# What you are asked to do:
Render the lines of the listing below, from the line containing "Guideline: for every instance of the cookie" through the end of the listing, as a Markdown table with the columns Row and Line, leaving out blank lines.
══ Input
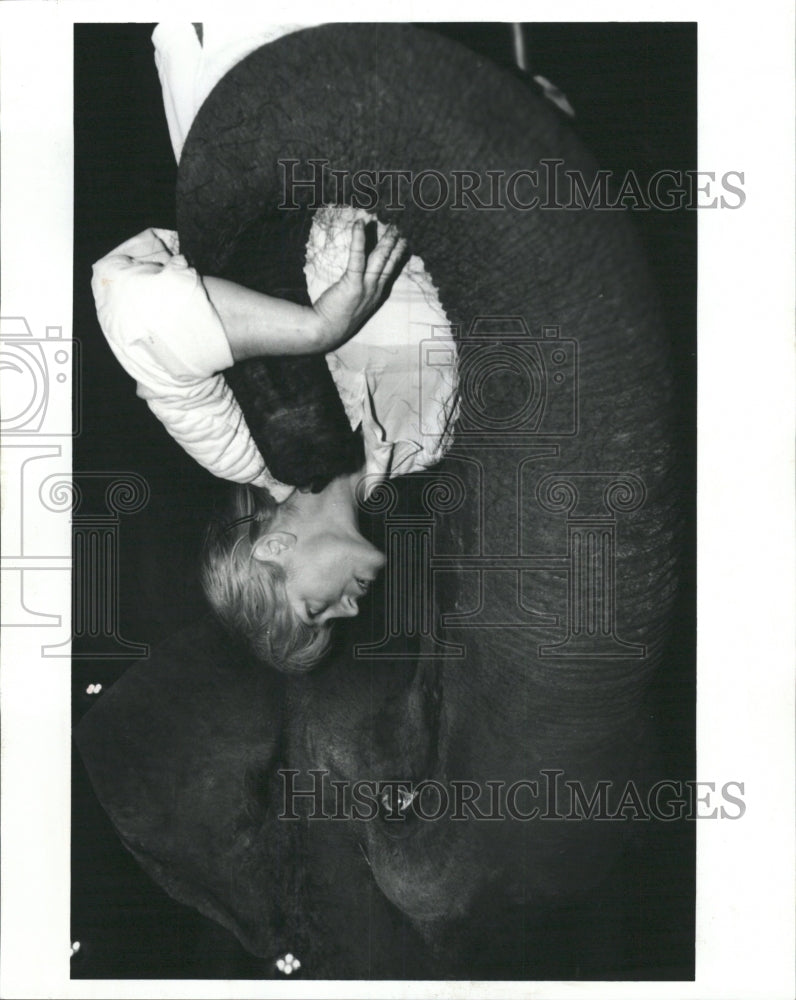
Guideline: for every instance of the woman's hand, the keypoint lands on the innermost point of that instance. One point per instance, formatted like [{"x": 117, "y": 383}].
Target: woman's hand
[{"x": 350, "y": 302}]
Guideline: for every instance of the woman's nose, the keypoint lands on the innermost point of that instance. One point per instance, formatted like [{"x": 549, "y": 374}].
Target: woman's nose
[{"x": 348, "y": 606}]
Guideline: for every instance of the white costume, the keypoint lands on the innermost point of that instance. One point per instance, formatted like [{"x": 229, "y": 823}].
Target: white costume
[{"x": 163, "y": 329}]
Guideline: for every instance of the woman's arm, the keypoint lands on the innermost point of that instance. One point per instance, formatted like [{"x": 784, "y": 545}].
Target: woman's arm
[{"x": 257, "y": 324}]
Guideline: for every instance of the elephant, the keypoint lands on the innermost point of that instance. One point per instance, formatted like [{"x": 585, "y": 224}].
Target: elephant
[{"x": 538, "y": 565}]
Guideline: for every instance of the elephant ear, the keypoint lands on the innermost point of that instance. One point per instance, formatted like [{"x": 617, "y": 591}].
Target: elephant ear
[{"x": 182, "y": 752}]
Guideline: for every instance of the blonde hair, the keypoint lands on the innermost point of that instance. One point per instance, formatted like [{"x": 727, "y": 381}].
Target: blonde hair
[{"x": 249, "y": 595}]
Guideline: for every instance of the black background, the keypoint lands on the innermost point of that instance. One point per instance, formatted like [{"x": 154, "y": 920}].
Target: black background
[{"x": 634, "y": 89}]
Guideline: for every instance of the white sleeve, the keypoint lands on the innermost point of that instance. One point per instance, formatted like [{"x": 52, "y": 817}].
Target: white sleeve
[{"x": 164, "y": 331}]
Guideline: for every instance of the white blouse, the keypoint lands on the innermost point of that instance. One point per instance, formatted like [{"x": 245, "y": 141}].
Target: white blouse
[{"x": 163, "y": 329}]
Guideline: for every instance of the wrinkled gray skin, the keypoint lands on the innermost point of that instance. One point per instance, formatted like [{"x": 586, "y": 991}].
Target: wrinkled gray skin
[{"x": 501, "y": 712}]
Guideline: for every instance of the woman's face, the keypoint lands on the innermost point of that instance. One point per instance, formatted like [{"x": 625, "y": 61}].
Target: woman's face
[{"x": 327, "y": 573}]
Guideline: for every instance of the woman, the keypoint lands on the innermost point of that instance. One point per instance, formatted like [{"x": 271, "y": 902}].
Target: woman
[{"x": 280, "y": 564}]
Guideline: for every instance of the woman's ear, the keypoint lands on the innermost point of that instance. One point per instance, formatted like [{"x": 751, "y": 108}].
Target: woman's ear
[{"x": 273, "y": 545}]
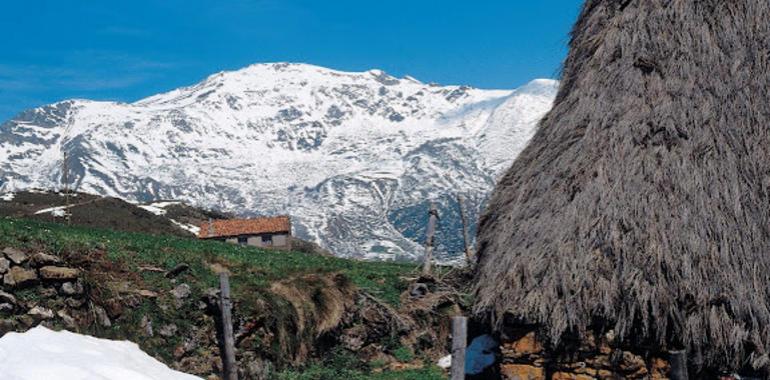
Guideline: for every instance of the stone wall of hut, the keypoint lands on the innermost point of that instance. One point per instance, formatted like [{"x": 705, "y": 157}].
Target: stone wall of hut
[{"x": 524, "y": 357}]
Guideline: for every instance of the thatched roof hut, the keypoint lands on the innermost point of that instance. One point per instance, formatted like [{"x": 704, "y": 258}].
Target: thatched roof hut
[{"x": 643, "y": 201}]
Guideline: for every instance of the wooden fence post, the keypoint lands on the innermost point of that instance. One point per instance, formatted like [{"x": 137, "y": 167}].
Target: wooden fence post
[
  {"x": 459, "y": 341},
  {"x": 431, "y": 230},
  {"x": 678, "y": 365},
  {"x": 468, "y": 254},
  {"x": 228, "y": 359}
]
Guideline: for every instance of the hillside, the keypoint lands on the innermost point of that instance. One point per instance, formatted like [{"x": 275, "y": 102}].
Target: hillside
[
  {"x": 354, "y": 157},
  {"x": 296, "y": 315}
]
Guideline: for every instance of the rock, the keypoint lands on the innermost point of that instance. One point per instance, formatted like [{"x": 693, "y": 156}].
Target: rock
[
  {"x": 660, "y": 369},
  {"x": 632, "y": 363},
  {"x": 69, "y": 322},
  {"x": 19, "y": 277},
  {"x": 113, "y": 307},
  {"x": 40, "y": 259},
  {"x": 147, "y": 293},
  {"x": 7, "y": 298},
  {"x": 72, "y": 288},
  {"x": 4, "y": 265},
  {"x": 181, "y": 292},
  {"x": 40, "y": 313},
  {"x": 146, "y": 325},
  {"x": 168, "y": 330},
  {"x": 16, "y": 256},
  {"x": 524, "y": 347},
  {"x": 47, "y": 292},
  {"x": 7, "y": 325},
  {"x": 101, "y": 317},
  {"x": 59, "y": 273},
  {"x": 177, "y": 270},
  {"x": 521, "y": 372},
  {"x": 570, "y": 376},
  {"x": 27, "y": 321},
  {"x": 74, "y": 303}
]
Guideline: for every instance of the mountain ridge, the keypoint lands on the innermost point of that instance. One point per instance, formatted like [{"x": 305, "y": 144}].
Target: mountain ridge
[{"x": 354, "y": 157}]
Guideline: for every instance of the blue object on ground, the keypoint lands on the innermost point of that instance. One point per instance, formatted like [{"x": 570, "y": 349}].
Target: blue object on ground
[{"x": 481, "y": 354}]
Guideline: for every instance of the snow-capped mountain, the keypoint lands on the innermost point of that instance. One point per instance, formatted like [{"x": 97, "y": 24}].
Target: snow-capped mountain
[{"x": 353, "y": 157}]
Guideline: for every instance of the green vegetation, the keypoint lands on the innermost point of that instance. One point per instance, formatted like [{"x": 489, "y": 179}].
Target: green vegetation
[
  {"x": 344, "y": 365},
  {"x": 403, "y": 354},
  {"x": 119, "y": 260},
  {"x": 251, "y": 267}
]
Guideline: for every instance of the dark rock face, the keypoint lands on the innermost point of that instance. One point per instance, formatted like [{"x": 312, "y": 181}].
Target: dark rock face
[{"x": 645, "y": 189}]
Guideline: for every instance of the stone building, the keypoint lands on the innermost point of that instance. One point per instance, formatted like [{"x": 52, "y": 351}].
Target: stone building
[{"x": 264, "y": 232}]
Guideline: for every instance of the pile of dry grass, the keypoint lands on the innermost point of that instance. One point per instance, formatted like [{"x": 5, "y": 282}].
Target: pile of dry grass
[{"x": 643, "y": 200}]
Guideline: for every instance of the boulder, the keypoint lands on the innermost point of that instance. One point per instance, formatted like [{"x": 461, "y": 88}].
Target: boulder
[
  {"x": 521, "y": 372},
  {"x": 179, "y": 269},
  {"x": 147, "y": 293},
  {"x": 69, "y": 322},
  {"x": 40, "y": 259},
  {"x": 101, "y": 317},
  {"x": 16, "y": 256},
  {"x": 181, "y": 292},
  {"x": 19, "y": 277},
  {"x": 59, "y": 273},
  {"x": 7, "y": 298},
  {"x": 72, "y": 288},
  {"x": 4, "y": 265},
  {"x": 168, "y": 330},
  {"x": 74, "y": 303},
  {"x": 40, "y": 313},
  {"x": 146, "y": 325}
]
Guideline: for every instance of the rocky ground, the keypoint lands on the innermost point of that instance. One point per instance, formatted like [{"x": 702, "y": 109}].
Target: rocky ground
[{"x": 293, "y": 312}]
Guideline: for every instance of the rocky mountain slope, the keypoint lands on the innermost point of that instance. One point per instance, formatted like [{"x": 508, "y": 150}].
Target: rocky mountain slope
[{"x": 353, "y": 157}]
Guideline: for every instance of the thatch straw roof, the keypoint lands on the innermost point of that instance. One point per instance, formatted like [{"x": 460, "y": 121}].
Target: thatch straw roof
[{"x": 643, "y": 200}]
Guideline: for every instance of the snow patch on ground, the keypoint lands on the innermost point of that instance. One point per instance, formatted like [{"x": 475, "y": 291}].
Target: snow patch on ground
[{"x": 42, "y": 354}]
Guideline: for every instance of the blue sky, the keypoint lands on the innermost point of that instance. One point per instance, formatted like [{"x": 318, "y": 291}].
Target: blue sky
[{"x": 126, "y": 50}]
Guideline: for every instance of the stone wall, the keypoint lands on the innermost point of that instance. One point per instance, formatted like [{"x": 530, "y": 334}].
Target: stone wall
[{"x": 524, "y": 357}]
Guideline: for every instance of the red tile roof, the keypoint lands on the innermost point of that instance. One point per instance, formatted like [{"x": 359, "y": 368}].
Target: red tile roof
[{"x": 236, "y": 227}]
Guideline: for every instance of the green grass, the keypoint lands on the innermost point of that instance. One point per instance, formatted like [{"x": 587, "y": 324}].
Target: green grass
[
  {"x": 251, "y": 267},
  {"x": 344, "y": 365},
  {"x": 253, "y": 270}
]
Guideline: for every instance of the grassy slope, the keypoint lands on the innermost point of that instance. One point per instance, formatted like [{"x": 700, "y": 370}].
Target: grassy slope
[{"x": 252, "y": 271}]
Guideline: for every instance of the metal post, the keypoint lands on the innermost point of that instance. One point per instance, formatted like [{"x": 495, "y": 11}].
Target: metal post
[
  {"x": 678, "y": 365},
  {"x": 431, "y": 230},
  {"x": 468, "y": 254},
  {"x": 228, "y": 359},
  {"x": 459, "y": 341}
]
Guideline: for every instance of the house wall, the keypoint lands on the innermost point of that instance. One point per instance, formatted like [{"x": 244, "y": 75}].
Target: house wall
[
  {"x": 525, "y": 357},
  {"x": 279, "y": 241}
]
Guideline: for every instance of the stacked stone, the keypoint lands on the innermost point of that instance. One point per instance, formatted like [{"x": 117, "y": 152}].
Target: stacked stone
[
  {"x": 59, "y": 284},
  {"x": 526, "y": 358}
]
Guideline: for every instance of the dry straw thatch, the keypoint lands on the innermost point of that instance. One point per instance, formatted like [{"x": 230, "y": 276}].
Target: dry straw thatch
[{"x": 643, "y": 200}]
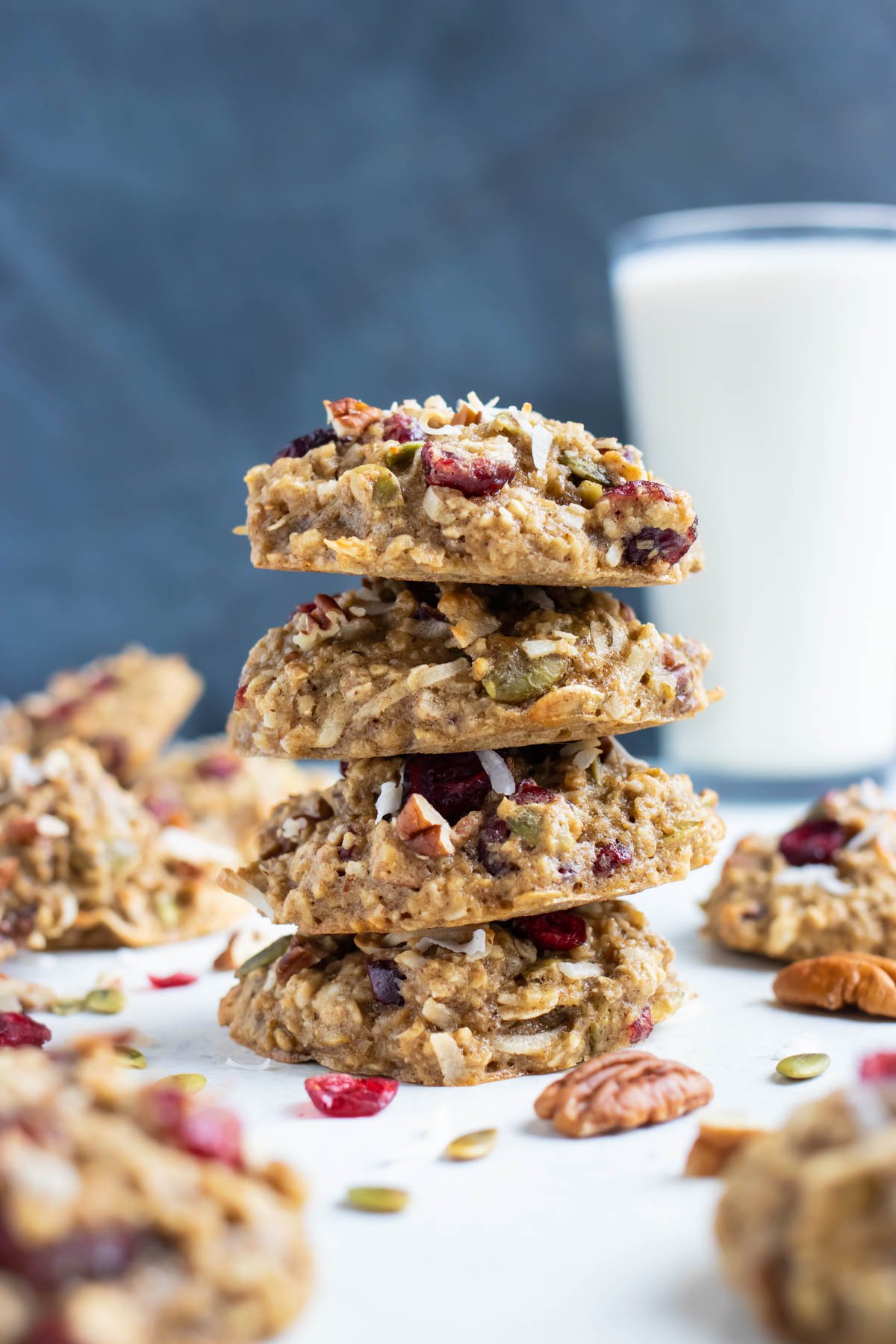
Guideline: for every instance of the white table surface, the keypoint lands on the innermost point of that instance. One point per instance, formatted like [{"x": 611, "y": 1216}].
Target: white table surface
[{"x": 547, "y": 1238}]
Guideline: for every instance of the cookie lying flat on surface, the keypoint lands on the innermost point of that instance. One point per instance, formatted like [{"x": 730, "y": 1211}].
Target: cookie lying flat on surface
[
  {"x": 202, "y": 785},
  {"x": 415, "y": 841},
  {"x": 393, "y": 668},
  {"x": 808, "y": 1222},
  {"x": 127, "y": 707},
  {"x": 82, "y": 863},
  {"x": 461, "y": 1006},
  {"x": 827, "y": 886},
  {"x": 131, "y": 1216},
  {"x": 482, "y": 497}
]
════
# Task solution:
| Row | Line |
|---|---|
| 1 | Guideline: for every instance of the cookie lying flat on surface, the keypoint lands on the innermost point of that instance. One point per instance, formatted like [{"x": 730, "y": 1211}]. |
| 2 | Target: cookie lying flat on surface |
| 3 | [ |
| 4 |   {"x": 202, "y": 785}, |
| 5 |   {"x": 415, "y": 841}, |
| 6 |   {"x": 393, "y": 668}, |
| 7 |   {"x": 808, "y": 1222}, |
| 8 |   {"x": 127, "y": 707}, |
| 9 |   {"x": 82, "y": 863}, |
| 10 |   {"x": 461, "y": 1006}, |
| 11 |   {"x": 827, "y": 886}, |
| 12 |   {"x": 131, "y": 1216}, |
| 13 |   {"x": 482, "y": 497} |
| 14 | ] |